- **Work required**: Format these lines as a JSON list of strings, one string per line, skipping any blank lines.

Part of a dataset
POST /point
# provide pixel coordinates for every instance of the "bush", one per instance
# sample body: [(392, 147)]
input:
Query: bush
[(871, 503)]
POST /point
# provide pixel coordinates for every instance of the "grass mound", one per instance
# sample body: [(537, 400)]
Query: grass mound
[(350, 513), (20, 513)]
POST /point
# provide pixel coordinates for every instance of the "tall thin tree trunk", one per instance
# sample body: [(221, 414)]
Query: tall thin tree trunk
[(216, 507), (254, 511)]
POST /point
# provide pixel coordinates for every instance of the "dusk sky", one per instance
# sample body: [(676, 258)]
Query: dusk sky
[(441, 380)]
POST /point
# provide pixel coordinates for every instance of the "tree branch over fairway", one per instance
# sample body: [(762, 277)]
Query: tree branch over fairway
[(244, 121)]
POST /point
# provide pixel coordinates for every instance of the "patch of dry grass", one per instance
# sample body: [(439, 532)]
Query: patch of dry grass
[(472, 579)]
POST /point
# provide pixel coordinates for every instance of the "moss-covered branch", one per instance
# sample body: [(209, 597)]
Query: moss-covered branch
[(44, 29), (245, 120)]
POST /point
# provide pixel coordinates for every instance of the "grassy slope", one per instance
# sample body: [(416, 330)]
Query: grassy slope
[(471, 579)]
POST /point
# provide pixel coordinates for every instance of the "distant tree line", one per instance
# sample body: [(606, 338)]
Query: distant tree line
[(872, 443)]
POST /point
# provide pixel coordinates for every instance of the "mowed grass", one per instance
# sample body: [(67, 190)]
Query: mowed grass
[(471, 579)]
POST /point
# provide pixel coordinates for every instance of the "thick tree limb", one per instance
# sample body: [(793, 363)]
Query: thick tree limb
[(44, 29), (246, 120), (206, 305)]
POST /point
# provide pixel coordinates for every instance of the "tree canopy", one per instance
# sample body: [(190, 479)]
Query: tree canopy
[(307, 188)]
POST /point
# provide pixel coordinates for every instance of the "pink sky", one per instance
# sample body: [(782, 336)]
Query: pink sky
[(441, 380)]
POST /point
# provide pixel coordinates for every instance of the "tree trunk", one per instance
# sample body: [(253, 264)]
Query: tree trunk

- **Complete response**:
[
  "POST /point",
  "# provide pixel coordinates for every instance of the \"bush\", one per instance",
  "# sample body: [(392, 147)]",
  "input:",
  "Query: bush",
  "[(871, 503)]",
  "POST /point",
  "# provide pixel coordinates for every instance of the \"grass mound\", one per instance",
  "# sample body: [(537, 400)]",
  "Query: grass mound",
  "[(350, 513), (20, 513)]",
  "POST /point",
  "# provide pixel coordinates for every instance of the \"tall thin tree trunk\", one per instance",
  "# sample body: [(221, 414)]",
  "Query: tall thin tree trunk",
  "[(216, 507), (254, 511)]",
  "POST /point",
  "# provide pixel coordinates for every instance of the \"dusk sky\", one per instance",
  "# sample body: [(676, 258)]",
  "Query: dusk sky",
  "[(441, 380)]",
  "POST /point",
  "# provide pixel coordinates for every instance of the \"tree branch over fairway\", one per instance",
  "# sample body: [(762, 277)]",
  "Query: tree branch over fairway",
  "[(244, 121)]",
  "POST /point",
  "# provide pixel coordinates for every instance of the \"patch of dry grass\", one per instance",
  "# sample body: [(439, 532)]",
  "Query: patch of dry grass",
  "[(472, 579)]",
  "POST /point",
  "# provide pixel coordinates for every instance of the \"moss-covered branch\", one per instance",
  "# sample body: [(209, 597)]",
  "Query: moss-covered branch",
  "[(44, 29), (245, 120)]",
  "POST /point",
  "# provide pixel coordinates for every instance of the \"grassy slope\", one per instance",
  "# sample body: [(416, 330)]",
  "Query: grassy slope",
  "[(471, 579)]",
  "POST /point",
  "# provide pixel coordinates for every instance of the \"distant tree line\", one per instance",
  "# sample body: [(606, 338)]",
  "Query: distant tree line",
  "[(872, 443)]",
  "POST /point",
  "# provide pixel coordinates for every instance of the \"mowed grass\", one per instance",
  "# sample body: [(67, 190)]",
  "Query: mowed grass",
  "[(471, 579)]",
  "POST /point",
  "# provide pixel coordinates for every instance of the \"thick tree limb\", one per instance",
  "# sample body: [(793, 363)]",
  "Query: thick tree limb",
  "[(44, 29), (246, 120), (206, 305)]",
  "POST /point",
  "# provide pixel coordinates for every instance of the \"tree canopy\", one per instance",
  "# sample body: [(190, 479)]",
  "Query: tree canopy",
  "[(307, 188)]",
  "POST /point",
  "# provide pixel coordinates for every instance of the \"pink sky\", one per instance",
  "# sample body: [(782, 336)]",
  "Query: pink sky",
  "[(441, 380)]",
  "POST /point",
  "# provide pixel coordinates for every instance of the \"tree trunk\", one per instance",
  "# sample body: [(253, 264)]",
  "Query: tree trunk"
]